◆ **TEXT SECTION**
Just to the south of the Amazon, there is a vast and biodiverse savanna that scientists believe is under even greater threat, called the Cerrado. Scientists want to understand how the plants that live in the Cerrado affect the rainfall that enters the ground to recharge the aquifer. Many of these plants are trees that capture rainwater and drain it down their bark-covered branches and trunks. This water, called stemflow, may be one way to recharge the aquifer, if the branches and bark of the trees are the right size and shape. This article will introduce the common plant species of the Cerrado, describe how they affect the way rainfall enters the ground, and discuss how bark and branches may help conserve water.
Do You Know the Cerrado?
The Cerrado originated at least 40 million years ago, making it one of the oldest biomes on Earth. The Cerrado is huge, originally covering 22% of Brazil, and it contains the highest biodiversity of any biome in Brazil. The Cerrado isn’t the same over its entire area; instead, it is a patchwork made of different types of land cover, including cerradão (“big cerrado”), typical cerrado, campo cerrado, dirty cerrado field, and clean cerrado field. The cerradão is the only type of land in the Cerrado with large forests. There is a great diversity of plants in the Cerrado, including palm, fruit, and timber trees, plus a wide variety of grasses, bromeliads (like mini pineapples), orchids, and other smaller plants. Some species, like timber trees, have twisty and thick trunks reaching up to 20 meters in height. Other woody plants are shorter and more like bushes, like the strawberry guava.

◆ **COLLECTED MATERIAL**
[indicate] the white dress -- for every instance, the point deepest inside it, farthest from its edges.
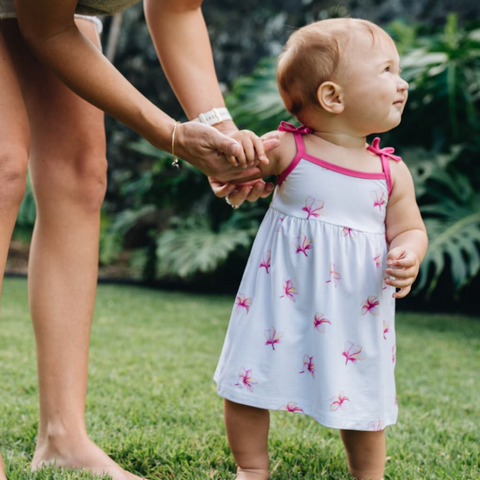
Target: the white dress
(312, 327)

◆ **EXERCISE OBJECTIVE**
In the text on the Cerrado, what is the rainwater that trees capture and drain down their branches and trunks called?

◆ **REPLY TO THE TASK**
Stemflow.